● **WHAT THE TASK ASKS**: Repeat all of the material exactly as given.

● **LISTED ENTRIES**:

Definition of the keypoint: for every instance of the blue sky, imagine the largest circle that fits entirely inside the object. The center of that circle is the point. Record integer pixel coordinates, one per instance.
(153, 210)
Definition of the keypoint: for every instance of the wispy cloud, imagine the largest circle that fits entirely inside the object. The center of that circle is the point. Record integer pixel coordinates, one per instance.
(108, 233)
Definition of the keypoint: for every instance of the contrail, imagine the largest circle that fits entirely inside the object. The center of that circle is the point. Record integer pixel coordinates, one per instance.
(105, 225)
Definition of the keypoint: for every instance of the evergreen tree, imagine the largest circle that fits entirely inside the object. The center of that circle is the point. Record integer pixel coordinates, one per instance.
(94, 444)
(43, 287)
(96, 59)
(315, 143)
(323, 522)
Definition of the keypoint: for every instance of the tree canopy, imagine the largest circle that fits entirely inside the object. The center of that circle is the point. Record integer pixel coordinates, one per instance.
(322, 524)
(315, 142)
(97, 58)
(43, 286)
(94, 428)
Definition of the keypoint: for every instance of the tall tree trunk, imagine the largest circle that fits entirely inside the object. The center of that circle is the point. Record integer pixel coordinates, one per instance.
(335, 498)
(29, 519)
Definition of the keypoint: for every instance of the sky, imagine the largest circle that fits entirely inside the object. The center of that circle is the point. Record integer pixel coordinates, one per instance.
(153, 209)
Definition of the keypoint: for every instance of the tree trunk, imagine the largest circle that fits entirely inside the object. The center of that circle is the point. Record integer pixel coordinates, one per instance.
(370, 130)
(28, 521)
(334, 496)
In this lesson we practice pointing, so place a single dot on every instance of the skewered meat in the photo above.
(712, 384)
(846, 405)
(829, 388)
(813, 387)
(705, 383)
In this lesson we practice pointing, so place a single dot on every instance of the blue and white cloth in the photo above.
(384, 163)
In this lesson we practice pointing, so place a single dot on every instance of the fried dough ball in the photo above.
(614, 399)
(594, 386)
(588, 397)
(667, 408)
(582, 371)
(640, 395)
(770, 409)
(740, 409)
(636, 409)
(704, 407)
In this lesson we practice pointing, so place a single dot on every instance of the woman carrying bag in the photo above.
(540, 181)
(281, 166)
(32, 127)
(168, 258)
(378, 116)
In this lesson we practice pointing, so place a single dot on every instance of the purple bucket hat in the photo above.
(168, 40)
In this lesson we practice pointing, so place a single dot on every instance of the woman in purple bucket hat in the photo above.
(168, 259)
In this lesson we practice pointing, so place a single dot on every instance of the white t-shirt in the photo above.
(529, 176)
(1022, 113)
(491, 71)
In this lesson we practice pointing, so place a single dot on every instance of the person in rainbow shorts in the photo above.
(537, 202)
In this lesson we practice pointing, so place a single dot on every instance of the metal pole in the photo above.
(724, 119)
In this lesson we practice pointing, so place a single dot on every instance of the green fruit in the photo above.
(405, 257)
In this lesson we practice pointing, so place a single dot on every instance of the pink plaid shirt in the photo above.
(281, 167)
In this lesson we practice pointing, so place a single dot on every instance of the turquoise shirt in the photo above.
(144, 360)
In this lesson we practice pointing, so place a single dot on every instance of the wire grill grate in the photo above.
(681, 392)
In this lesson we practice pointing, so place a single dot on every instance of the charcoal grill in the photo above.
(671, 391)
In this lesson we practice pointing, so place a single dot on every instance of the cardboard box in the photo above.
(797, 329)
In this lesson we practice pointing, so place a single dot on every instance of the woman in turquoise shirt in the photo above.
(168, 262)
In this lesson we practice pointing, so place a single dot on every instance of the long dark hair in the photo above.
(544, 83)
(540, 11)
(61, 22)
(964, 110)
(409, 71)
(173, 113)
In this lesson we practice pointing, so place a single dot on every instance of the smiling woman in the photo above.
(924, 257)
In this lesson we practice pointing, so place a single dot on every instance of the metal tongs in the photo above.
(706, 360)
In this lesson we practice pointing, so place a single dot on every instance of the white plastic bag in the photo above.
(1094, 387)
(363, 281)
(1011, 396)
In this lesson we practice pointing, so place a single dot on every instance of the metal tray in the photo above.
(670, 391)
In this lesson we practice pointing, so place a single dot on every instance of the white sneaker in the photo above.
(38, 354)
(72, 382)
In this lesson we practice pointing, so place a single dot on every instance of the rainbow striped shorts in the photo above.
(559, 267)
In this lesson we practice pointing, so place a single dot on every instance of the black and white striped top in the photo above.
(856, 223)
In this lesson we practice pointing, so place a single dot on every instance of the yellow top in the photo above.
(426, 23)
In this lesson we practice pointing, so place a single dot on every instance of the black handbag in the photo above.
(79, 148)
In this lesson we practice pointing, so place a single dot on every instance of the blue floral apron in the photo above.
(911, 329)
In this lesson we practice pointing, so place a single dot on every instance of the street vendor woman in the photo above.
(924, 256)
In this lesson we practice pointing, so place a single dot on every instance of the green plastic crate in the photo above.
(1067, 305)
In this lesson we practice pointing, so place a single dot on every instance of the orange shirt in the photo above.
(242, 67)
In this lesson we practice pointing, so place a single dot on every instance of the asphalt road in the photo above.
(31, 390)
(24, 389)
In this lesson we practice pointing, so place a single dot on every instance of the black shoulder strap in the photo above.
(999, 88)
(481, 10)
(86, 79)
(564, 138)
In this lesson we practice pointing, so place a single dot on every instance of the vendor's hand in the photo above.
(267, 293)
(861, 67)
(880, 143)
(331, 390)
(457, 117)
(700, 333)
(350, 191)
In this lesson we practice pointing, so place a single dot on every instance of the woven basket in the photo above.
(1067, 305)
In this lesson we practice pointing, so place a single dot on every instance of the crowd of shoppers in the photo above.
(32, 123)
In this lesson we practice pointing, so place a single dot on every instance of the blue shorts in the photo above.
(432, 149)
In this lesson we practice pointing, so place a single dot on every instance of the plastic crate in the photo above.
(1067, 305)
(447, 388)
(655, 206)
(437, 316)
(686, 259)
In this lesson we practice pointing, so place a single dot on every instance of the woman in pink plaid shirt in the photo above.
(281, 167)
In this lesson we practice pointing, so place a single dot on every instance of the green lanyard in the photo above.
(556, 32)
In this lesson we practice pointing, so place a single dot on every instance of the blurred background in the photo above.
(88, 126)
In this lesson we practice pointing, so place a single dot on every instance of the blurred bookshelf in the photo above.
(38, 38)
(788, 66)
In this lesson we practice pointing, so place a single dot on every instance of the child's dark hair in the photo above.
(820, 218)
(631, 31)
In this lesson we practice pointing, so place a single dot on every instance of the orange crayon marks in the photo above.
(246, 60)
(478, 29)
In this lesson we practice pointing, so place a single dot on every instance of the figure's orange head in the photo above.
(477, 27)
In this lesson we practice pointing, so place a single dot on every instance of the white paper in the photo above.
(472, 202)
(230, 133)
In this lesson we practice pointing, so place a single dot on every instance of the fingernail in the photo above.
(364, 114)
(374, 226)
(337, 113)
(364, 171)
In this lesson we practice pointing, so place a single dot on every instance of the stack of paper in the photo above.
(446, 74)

● **PROBLEM SOLUTION**:
Definition of the keypoint: for every instance of the blue sky, imagine the largest circle that fits entirely inside the object. The center of that circle is the point. Record integer pixel coordinates, one per instance.
(153, 210)
Definition of the keypoint: for every instance of the wispy cloud, imagine the largest circle that fits entirely inside the object. The center of that circle is the point. Record integer pixel coordinates, one per instance.
(108, 233)
Definition of the keypoint: for every instance of the contrail, imagine the largest circle that fits entirely inside the object. The center of that circle is the point. Record integer pixel coordinates, one per instance.
(105, 225)
Definition of the keypoint: for every instance of the evergreen tree, imagine the largest circle that fits entirely inside the object. The center of that circle is the point. Record integer pixel coordinates, one per instance.
(94, 444)
(43, 287)
(96, 59)
(315, 143)
(323, 522)
Definition of the keypoint: for every instance of the tree canopy, imagine the largest circle that fits entirely inside the object. The center of that circle is the point. Record integer pixel coordinates, one per instance.
(322, 524)
(315, 142)
(97, 58)
(43, 286)
(94, 428)
Definition of the keypoint: for every instance of the tall tree trunk, imagine the largest circle that fits entirely inside the object. The center of that circle is the point. Record integer pixel coordinates, one per instance.
(335, 498)
(29, 519)
Definition of the keypoint: for every instance of the sky, imagine the largest circle that fits entirely inside the object. The center of that circle is the point. Record integer pixel coordinates, one per instance.
(153, 209)
Definition of the keypoint: for every instance of the tree trunk, imagine the largest circle that fits entirely inside the object. The center of that circle is the point. Record integer pixel coordinates, one per instance.
(370, 130)
(28, 521)
(334, 496)
In this lesson we practice pointing, so place a single dot on every instance of the skewered meat in the photo above.
(712, 384)
(846, 405)
(829, 388)
(813, 387)
(705, 383)
In this lesson we practice pointing, so place a single dot on every instance of the blue and white cloth in the photo above.
(384, 163)
In this lesson we practice pointing, so place a single dot on every instance of the fried dough ball in the photo above.
(614, 399)
(594, 386)
(588, 397)
(667, 408)
(582, 371)
(640, 395)
(770, 409)
(740, 409)
(636, 409)
(704, 407)
In this lesson we practice pointing, so place a single dot on every instance of the woman carrying bag in the photo above.
(540, 181)
(281, 166)
(32, 127)
(168, 258)
(378, 116)
In this lesson we practice pointing, so place a single dot on every instance of the purple bucket hat in the photo above.
(168, 40)
In this lesson we practice pointing, so place a single dot on every instance of the woman in purple bucket hat in the photo above.
(168, 259)
In this lesson we practice pointing, so place a single dot on every instance of the white t-shirt in the photo above.
(529, 176)
(1022, 113)
(491, 71)
In this lesson we practice pointing, so place a single dot on every instance of the person in rainbow shorts in the photo above.
(537, 202)
In this lesson we practice pointing, so place a single dot on every instance of the metal pole in the photo above.
(724, 119)
In this lesson we practice pointing, so place a single dot on every instance of the green fruit in the photo above.
(405, 257)
In this lesson we practice pointing, so place a single dot on every instance of the pink plaid shirt in the photo above.
(281, 167)
In this lesson we practice pointing, so place a single dot on every instance of the turquoise shirt in the photo above.
(144, 360)
In this lesson we practice pointing, so place a single dot on every instance of the wire grill grate in the photo above.
(681, 392)
In this lesson we practice pointing, so place a single dot on every instance of the charcoal grill in the photo above.
(671, 391)
In this lesson we practice pointing, so place a single dot on every instance of the cardboard box in the photo above.
(797, 329)
In this lesson we practice pointing, so place a single dot on every instance of the woman in turquoise shirt in the photo above.
(168, 262)
In this lesson we practice pointing, so place a single dot on every instance of the long dark hair in the photo above.
(544, 83)
(540, 11)
(61, 22)
(964, 110)
(409, 71)
(173, 113)
In this lesson we practice pointing, so place a single dot on every instance of the smiling woman in the photo above.
(924, 257)
In this lesson we practice pointing, so place a single dot on every instance of the metal tongs in the photo above.
(706, 360)
In this lesson we practice pointing, so place a single dot on every instance of the white plastic bag in the photo above.
(1094, 387)
(363, 281)
(1011, 396)
In this lesson we practice pointing, so place a single dot on every instance of the metal tray in the photo above.
(670, 391)
In this lesson we practice pointing, so place a single dot on every instance of the white sneaker in the photo above.
(38, 354)
(72, 382)
In this lesson we practice pointing, so place a single dot on every instance of the rainbow striped shorts in the photo above.
(559, 267)
In this lesson we practice pointing, so place a single dot on every instance of the black and white striped top in the photo above.
(856, 223)
In this lesson we practice pointing, so place a single dot on every instance of the yellow top in the photo above.
(426, 23)
In this lesson we practice pointing, so place a single dot on every instance of the black handbag in the photo above.
(79, 148)
In this lesson we practice pointing, so place a single dot on every instance of the blue floral apron in the photo above.
(911, 329)
In this lesson we practice pointing, so place a single dot on every instance of the street vendor woman in the photo above.
(924, 256)
In this lesson we practice pointing, so place a single dot on every instance of the green plastic crate in the photo above.
(1067, 305)
In this lesson we practice pointing, so place a single dot on every instance of the orange shirt in the photo above.
(242, 67)
In this lesson we practice pointing, so place a single dot on every instance of the asphalt road in the photo above.
(31, 390)
(24, 389)
In this lesson we practice pointing, so place a single dot on every instance of the black shoulder strap in the photo above.
(999, 88)
(481, 10)
(86, 79)
(564, 138)
In this lesson we practice pointing, so place a single dot on every instance of the vendor's hand in the photo above.
(267, 293)
(861, 67)
(880, 143)
(331, 390)
(457, 117)
(700, 333)
(350, 191)
In this lesson we practice pointing, so place a single dot on every instance of the woven basket in the photo above.
(1067, 305)
In this lesson we practice pointing, so place a single dot on every instance of the crowd of shoppers in the photo above.
(32, 123)
In this lesson we practice pointing, so place a single dot on every instance of the blue shorts in the photo above.
(432, 149)
In this lesson we practice pointing, so place a single dot on every instance of the plastic crate in the photo above.
(1067, 305)
(447, 388)
(655, 206)
(437, 316)
(686, 259)
In this lesson we practice pointing, so place a single dot on every instance of the woman in pink plaid shirt in the photo above.
(281, 167)
In this lesson we practice pointing, so place a single dot on every instance of the green lanyard in the photo above.
(556, 32)
In this lesson we practice pointing, so place a single dot on every instance of the blurred background in the photo above.
(88, 126)
In this lesson we practice pointing, so place a single dot on every instance of the blurred bookshelf in the photo above.
(38, 38)
(788, 66)
In this lesson we practice pointing, so place a single dot on every instance of the child's dark hair in the photo above.
(820, 218)
(631, 31)
In this lesson we practice pointing, so place a single dot on every instance of the orange crayon marks in the photo above.
(246, 60)
(478, 29)
In this lesson we practice pointing, so place a single dot on every instance of the figure's orange head in the photo above.
(477, 27)
In this lesson we practice pointing, so place a single dot on every instance of the white paper in the photo above.
(472, 202)
(230, 133)
In this lesson we practice pointing, so place a single dot on every instance of the fingernail in the photo above.
(364, 114)
(374, 226)
(337, 113)
(364, 171)
In this lesson we practice pointing, so place a single dot on every instance of the stack of paper in the photo above.
(446, 74)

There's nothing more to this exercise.